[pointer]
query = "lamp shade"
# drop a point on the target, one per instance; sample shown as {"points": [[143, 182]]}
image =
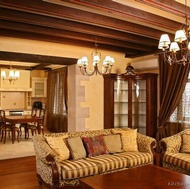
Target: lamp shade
{"points": [[180, 36], [17, 74], [174, 47], [164, 41], [3, 74], [84, 61], [11, 74]]}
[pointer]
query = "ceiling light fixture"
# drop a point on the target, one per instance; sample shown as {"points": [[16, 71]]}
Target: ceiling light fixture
{"points": [[13, 75], [177, 52], [96, 57]]}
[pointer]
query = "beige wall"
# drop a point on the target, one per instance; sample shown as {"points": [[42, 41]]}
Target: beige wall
{"points": [[85, 93]]}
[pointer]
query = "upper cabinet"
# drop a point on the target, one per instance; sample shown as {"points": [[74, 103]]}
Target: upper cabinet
{"points": [[21, 84], [131, 101], [39, 87]]}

→ **Problem requirements**
How many lines in the rows above contain the word "shown"? Reply with the number alone.

→ **The output**
4